— START RECORDS TO USE —

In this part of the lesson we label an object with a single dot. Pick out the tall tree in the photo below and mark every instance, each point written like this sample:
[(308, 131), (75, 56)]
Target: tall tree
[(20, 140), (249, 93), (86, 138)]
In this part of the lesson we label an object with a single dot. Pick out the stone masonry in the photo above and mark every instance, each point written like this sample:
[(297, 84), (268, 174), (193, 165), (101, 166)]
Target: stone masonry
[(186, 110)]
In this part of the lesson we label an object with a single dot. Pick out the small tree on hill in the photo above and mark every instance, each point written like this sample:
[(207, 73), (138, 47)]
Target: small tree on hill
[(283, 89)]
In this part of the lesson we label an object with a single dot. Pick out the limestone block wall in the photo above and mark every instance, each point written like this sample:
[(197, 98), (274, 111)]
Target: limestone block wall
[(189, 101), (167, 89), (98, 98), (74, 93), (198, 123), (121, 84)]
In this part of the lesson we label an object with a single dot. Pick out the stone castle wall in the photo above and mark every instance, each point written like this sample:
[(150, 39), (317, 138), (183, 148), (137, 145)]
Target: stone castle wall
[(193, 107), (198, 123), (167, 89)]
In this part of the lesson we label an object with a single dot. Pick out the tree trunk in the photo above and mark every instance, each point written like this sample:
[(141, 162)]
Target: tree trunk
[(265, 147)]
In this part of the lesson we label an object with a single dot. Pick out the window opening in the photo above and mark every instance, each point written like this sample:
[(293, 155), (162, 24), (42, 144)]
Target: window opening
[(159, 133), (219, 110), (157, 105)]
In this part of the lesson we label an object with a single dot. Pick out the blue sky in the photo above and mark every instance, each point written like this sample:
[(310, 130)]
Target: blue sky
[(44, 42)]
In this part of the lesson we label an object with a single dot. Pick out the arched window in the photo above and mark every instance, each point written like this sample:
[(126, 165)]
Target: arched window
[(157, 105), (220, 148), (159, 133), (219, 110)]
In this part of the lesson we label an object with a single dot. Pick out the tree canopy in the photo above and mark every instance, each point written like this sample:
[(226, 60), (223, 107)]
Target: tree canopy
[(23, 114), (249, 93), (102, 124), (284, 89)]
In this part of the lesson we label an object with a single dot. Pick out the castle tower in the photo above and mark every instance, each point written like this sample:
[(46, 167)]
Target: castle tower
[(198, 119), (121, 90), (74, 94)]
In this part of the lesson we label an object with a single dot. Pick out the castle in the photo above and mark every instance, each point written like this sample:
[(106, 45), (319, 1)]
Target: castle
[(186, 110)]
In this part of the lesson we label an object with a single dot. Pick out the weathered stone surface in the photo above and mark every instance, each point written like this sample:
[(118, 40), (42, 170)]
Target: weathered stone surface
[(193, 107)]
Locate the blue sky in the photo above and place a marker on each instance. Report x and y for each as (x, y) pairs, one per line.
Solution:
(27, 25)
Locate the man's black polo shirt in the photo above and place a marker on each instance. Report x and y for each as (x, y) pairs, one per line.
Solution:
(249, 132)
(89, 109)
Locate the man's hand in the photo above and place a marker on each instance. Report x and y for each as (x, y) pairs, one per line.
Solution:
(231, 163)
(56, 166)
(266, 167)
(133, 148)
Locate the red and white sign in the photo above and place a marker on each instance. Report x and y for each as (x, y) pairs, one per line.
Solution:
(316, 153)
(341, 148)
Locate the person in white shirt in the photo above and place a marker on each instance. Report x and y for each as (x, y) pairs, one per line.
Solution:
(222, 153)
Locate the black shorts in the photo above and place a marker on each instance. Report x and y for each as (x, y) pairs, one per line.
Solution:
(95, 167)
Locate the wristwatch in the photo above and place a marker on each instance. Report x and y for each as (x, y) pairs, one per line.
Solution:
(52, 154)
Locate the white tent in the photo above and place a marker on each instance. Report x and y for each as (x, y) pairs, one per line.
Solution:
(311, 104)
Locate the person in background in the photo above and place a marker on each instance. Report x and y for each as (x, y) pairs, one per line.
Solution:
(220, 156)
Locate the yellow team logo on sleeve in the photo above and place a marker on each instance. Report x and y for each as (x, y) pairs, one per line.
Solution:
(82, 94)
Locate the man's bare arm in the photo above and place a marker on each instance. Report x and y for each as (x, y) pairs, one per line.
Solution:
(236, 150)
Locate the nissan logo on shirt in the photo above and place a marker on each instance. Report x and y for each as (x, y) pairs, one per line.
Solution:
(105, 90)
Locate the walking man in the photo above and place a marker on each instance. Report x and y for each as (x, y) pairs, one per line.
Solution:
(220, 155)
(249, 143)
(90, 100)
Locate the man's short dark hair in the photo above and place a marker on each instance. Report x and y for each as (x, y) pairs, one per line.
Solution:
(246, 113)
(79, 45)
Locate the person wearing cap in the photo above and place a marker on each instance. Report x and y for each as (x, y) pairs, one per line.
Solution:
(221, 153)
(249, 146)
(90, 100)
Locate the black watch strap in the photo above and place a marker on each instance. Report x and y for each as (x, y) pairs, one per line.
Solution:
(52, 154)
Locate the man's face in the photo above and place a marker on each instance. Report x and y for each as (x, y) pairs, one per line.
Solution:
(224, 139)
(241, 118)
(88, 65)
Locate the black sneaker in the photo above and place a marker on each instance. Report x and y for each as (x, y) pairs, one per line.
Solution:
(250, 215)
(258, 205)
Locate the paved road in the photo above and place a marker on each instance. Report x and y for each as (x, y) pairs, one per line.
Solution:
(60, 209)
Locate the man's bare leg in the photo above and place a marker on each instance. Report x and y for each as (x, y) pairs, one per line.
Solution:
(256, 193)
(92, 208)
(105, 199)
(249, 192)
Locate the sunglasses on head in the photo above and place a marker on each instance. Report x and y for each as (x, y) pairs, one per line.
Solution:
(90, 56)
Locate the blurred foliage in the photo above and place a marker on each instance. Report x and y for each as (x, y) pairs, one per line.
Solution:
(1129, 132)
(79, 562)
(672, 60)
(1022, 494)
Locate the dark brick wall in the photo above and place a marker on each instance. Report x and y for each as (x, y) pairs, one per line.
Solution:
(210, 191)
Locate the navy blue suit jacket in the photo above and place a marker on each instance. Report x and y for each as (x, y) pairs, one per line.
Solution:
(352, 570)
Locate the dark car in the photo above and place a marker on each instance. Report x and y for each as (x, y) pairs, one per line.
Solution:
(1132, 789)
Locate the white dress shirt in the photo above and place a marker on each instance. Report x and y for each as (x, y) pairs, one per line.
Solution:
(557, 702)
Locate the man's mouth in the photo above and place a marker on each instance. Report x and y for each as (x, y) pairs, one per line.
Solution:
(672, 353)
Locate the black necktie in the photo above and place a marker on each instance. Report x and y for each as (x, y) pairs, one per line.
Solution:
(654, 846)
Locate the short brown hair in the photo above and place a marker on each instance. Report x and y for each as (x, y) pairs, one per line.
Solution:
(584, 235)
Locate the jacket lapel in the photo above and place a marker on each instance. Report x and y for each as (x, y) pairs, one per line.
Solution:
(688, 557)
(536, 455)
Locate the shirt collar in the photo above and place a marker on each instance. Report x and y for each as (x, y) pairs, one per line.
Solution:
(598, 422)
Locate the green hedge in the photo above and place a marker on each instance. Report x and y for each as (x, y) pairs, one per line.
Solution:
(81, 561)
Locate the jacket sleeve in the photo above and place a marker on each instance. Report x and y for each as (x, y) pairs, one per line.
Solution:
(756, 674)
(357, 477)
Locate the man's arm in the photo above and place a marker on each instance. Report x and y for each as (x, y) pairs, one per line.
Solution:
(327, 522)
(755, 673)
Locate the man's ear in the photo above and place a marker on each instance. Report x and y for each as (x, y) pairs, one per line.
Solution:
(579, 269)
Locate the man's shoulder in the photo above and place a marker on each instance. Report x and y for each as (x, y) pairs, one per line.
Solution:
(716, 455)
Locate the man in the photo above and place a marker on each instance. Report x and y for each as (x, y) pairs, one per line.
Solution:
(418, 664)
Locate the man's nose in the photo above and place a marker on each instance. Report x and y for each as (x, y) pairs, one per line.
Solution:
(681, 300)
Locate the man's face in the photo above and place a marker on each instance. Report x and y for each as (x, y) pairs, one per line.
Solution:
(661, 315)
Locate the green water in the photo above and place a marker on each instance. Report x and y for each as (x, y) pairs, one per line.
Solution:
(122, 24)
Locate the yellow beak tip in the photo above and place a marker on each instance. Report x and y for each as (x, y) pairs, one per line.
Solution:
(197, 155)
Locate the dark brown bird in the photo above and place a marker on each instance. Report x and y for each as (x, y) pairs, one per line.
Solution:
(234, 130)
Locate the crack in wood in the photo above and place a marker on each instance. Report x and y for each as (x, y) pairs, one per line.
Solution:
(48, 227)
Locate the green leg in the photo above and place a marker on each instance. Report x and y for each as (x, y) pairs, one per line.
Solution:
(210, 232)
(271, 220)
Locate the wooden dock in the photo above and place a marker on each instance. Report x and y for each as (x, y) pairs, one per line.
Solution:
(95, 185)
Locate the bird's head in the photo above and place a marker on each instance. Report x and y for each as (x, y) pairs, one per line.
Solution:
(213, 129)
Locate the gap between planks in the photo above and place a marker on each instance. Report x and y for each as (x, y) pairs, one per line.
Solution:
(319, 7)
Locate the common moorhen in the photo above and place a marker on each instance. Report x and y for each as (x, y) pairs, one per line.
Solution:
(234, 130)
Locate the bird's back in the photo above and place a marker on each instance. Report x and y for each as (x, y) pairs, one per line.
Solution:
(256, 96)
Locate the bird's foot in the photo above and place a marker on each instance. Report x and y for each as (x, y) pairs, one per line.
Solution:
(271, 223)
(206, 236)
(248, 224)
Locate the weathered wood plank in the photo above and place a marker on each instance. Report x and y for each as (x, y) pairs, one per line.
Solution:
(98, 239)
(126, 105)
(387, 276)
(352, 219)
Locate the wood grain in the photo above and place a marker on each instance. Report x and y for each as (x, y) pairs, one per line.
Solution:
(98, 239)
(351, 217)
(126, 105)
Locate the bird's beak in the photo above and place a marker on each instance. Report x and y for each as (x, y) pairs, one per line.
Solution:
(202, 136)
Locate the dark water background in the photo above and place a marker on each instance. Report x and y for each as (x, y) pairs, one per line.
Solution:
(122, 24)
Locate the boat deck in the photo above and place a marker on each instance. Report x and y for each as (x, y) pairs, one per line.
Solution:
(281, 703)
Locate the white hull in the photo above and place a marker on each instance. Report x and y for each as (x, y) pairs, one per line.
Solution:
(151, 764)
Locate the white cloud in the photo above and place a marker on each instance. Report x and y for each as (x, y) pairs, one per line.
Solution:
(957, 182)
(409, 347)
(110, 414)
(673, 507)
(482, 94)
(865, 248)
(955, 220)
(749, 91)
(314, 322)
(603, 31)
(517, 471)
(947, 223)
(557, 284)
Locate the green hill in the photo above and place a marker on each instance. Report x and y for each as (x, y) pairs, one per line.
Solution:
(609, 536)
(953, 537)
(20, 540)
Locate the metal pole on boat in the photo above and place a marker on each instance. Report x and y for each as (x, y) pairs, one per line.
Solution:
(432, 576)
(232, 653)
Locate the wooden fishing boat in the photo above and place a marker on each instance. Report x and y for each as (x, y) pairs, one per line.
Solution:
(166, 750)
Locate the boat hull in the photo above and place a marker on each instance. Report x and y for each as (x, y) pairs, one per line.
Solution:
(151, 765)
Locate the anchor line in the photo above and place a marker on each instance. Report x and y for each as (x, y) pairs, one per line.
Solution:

— END RECORDS TO USE —

Turn the entries, from their first line through the line with "123), (121, 84)]", into a Markdown table with the columns "Row" and "Line". Number each row, and leave out any blank lines.

| Row | Line |
|---|---|
| 1 | In this part of the lesson we label an object with a single dot. Pick out the tall tree in the photo below and mark every instance, each point written like this sample: |
| 2 | [(308, 131), (75, 56)] |
| 3 | Target: tall tree |
| 4 | [(20, 140), (249, 93), (86, 138)] |
| 5 | In this part of the lesson we label an object with a single dot. Pick out the stone masonry in the photo above and mark every instance, each point written like this sample: |
| 6 | [(297, 84), (268, 174), (193, 165), (101, 166)] |
| 7 | Target: stone masonry |
| 8 | [(186, 110)] |
| 9 | In this part of the lesson we label an object with a single dot. Pick out the small tree on hill in the photo above and mark every instance, each point written like this sample: |
| 10 | [(207, 73), (138, 47)] |
| 11 | Target: small tree on hill |
| 12 | [(283, 89)] |
| 13 | In this part of the lesson we label an object with a single dot. Pick out the limestone block wall in the photo above and mark every instance, each point written like this sample: |
| 14 | [(197, 98), (274, 111)] |
| 15 | Target: limestone block wall |
| 16 | [(189, 101), (167, 89), (98, 98), (74, 93), (198, 123), (121, 84)] |